◆ Exercise goal ◆
Could you copy out every one of the records below, word for word, without changing anything?

◆ Dataset records ◆
* Begin *
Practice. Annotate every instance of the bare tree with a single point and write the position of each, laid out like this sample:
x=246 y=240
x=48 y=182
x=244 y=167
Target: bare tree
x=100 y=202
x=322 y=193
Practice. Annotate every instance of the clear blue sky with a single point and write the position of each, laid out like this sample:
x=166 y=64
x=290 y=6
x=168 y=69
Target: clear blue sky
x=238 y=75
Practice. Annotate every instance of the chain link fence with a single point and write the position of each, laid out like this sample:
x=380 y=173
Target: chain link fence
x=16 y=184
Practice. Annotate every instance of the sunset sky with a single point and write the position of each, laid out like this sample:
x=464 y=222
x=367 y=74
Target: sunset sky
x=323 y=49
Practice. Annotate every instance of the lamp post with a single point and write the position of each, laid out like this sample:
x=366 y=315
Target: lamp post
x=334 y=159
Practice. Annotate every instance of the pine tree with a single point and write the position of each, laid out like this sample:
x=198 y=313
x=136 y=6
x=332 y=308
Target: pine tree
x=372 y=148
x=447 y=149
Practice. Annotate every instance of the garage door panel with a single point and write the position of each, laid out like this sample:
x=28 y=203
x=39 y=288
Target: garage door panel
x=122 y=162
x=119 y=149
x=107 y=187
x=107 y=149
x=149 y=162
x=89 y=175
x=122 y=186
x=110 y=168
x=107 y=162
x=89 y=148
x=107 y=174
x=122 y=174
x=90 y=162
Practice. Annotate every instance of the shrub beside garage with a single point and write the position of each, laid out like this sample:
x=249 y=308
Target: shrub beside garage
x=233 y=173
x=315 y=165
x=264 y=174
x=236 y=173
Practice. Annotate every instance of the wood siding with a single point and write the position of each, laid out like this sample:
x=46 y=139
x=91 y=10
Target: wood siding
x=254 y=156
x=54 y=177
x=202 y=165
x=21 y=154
* End *
◆ Reply ◆
Practice. Annotate every instance of the bare tree with a single point and write the position of each, laid out like this sample:
x=246 y=240
x=48 y=182
x=244 y=167
Target: bare tree
x=100 y=202
x=322 y=193
Practice. Annotate every instance of the clear blue sky with a single point and write the position of each, laid out like this sample:
x=166 y=64
x=290 y=6
x=168 y=69
Target: clear blue sky
x=238 y=75
Practice. Annotate every instance of the chain link fence with a single point and write the position of each, laid out like this sample:
x=380 y=173
Target: chain link fence
x=16 y=184
Practice. Annotate every instance of the sunset sky with a single point and write the position of each, laid out like this sample:
x=464 y=222
x=367 y=74
Target: sunset sky
x=323 y=49
Practice. Annotate every instance of the lamp post with a single point and write the position of each, laid out like this sample:
x=366 y=315
Target: lamp post
x=334 y=159
Practice. Annotate every instance of the pine tree with a single point and write the position of each, laid out like this sample:
x=198 y=313
x=136 y=6
x=332 y=308
Target: pine tree
x=372 y=148
x=447 y=149
Practice. Annotate every instance of the garage door panel with a single point and write the position of each, laid out like this sample:
x=28 y=203
x=39 y=288
Target: garage door panel
x=122 y=162
x=119 y=149
x=107 y=187
x=107 y=149
x=149 y=162
x=89 y=175
x=122 y=186
x=110 y=168
x=107 y=162
x=89 y=148
x=107 y=174
x=122 y=174
x=90 y=162
Practice. Annotate every instance of the shrub beside garage with a single point and write the position of each, laid out like this sample:
x=249 y=308
Target: shrub beside garage
x=233 y=173
x=315 y=165
x=264 y=174
x=236 y=173
Practice. Annotate every instance of the wood siding with a single point and write the position of each, laid out like this sample:
x=46 y=139
x=91 y=10
Target: wood siding
x=254 y=156
x=54 y=177
x=202 y=165
x=21 y=154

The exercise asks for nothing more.